◆ Text for analysis

Updated as now on STORGY.com
I’m going to go out on a limb here and say that Zero Saints, in my humble opinion, is just that little bit better than Coyote Songs. I bloody loved Coyote Songs, but this one is just off the chain, crazy good!
Please don’t hit me in the face (I know Coyote Songs holds a special place in peoples hearts), or chop my fingers off and drop them into the bucket, I mean no disrespect it’s just my opinion.
And whilst we are on that subject… what the hell is in the BUCKET Gabino?
Tell me, I wan’t to know? Or do I? Or will it be like playing out the climactic scene in Se7en where Brad Pitt is screaming about wanting to know what’s in the box? We all know how well that turned out. So on second thoughts Gabino – you keep that dirty little secret and your bloody bucket!
Anyway I’ve gone totally off point, so let’s bring this back to the review.
Zero Saints is a brutal ride into the dark and gritty underbelly of Austin – a shit-kicking, whiskey drinking, nacho eating, no nonsense kind a place. A place that’s riddled with the lowest of the low, where immigrants find a way of life, where the wealthy keep the poor under the heel of their boot and a place where drug dealers thrive and addicts run rampant. It’s where hit men and enforcers mingle in dive bars and strip joints.
And now, this hellhole that is Austin is where a heavily-tattooed group of gangsters are hoping to make a name for themselves and have taken up residence, moving in like a cancer to chew this place up and shit out what’s left over.
‘The American dream is as false as the meat in your one-dollar burger and the canned laughter you hear on television.’
These gangsters are determined on taking over the local drug racket and will carve this landscape up and keep the lions share for themselves. They’ll take it by force if they have too, and these brutal gangbangers have something else on their side, which, might be a bit more than human.
Strap yourselves in for the ride of your life. Things are going to get bumpy and bloody, you’ll be thrown about at will and tossed through the windshield like a crash-test-dummy. This is a race for survival, where all bets are off and the winner takes all.

◆ Information given
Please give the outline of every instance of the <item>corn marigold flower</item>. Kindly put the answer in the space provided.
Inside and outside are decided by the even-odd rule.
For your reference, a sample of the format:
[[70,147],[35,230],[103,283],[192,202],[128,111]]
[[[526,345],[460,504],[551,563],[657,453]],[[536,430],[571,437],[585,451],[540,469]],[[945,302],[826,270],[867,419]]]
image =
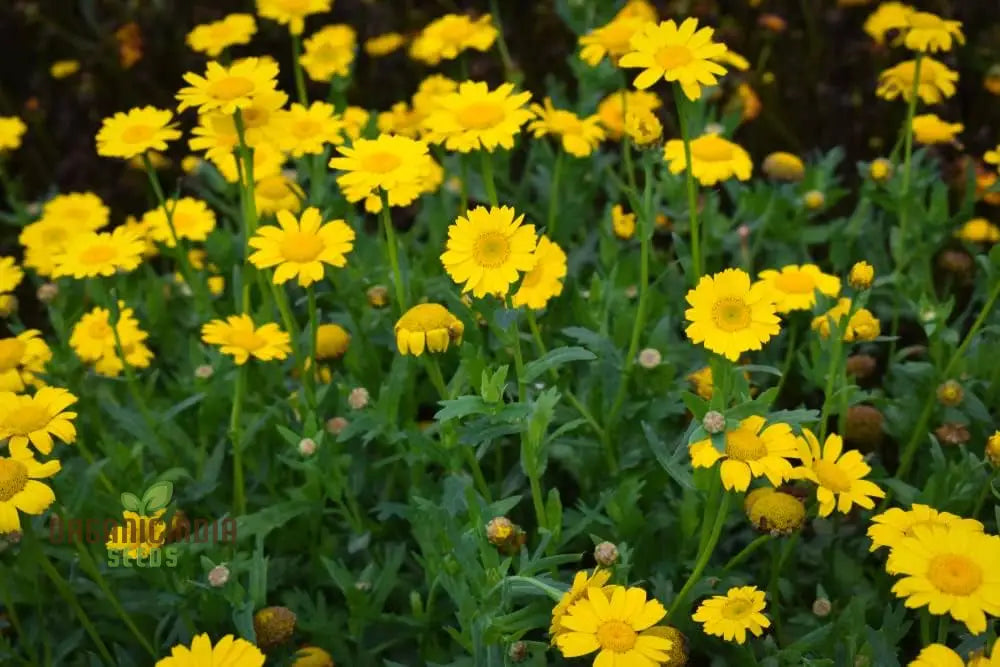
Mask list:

◆ Work required
Can you carry the Zero Saints review on from its last sentence? The data has nothing to do with the Zero Saints review.

◆ Exercise response
Zero Saints starts like an olympic sprinter out of the blocks, it’s fast, brutal and shows no signs of slowing down. Our protagonist Fernando is kidnapped by a bunch of gangbangers and taken to a dingy part of town in the boot of a car, it’s one hell of an introduction to our protagonist, the voice of Fernando is brilliant and pulls the reader right in. He’s pulled out of the car and taken into what appears to be an abandoned house, where he has to witness a friend being tortured and then beheaded. It’s brutal, grotesque and sets the tone for all the crazy that’s about to be unleashed on the reader.
Did I mention that there’s also a bucket. I can hear you saying, ‘Ross, give it a rest about this bucket‘ but I can’t. These gangbangers tear and saw and pull pieces off the man they’re torturing, and one-by-one they deposit these offerings into a bucket. As the morsels of flesh fall in, there’s the splat but it’s then followed by an audible crunch. It’s only a subtle thing, something that has no relevance on any of the narrative that follows, but like an itch you can’t scratch it stayed with me through the whole damn book. It’ll stay with you too, mark my words. I still hear it in my nightmares…
Gabino’s prose is on fire in this book, it’s unflinching as you would expect (it’s one of the reasons I love his work), it’s also beautifully poetic and masterfully woven together, there’s gorgeous work on similes and metaphors that at times had me salivating with its brilliance. There’s one piece of writing in particular that really blew me away, it’s just absolutely stunning (page 117) it’s just masterful.
‘Sometimes the best thing that happens to other people is an unloaded gun.’
Gabino Iglesias is the Mexican Bukowski – it’s a bold statement but one that I stand fully behind. Gabino’s work on broken characters is reminiscent of the master himself, it is as if Bukowski were guiding Iglesias’ pen whilst writing the scintillating Zero Saints. The prose and narrative in Zero Saints can also be compared to the bleakness, grittiness and utter thrill ride that was Cormac McCarthy’s ‘No Country For Old Men’.
Gabino Iglesias is elbowing his way into that bracket of writers that I just can’t get enough of, he’s rubbing shoulders with greatness… so he best pull up a chair and make himself comfortable, because on this form (and Coyote Songs) I think he’ll be sticking around for a while.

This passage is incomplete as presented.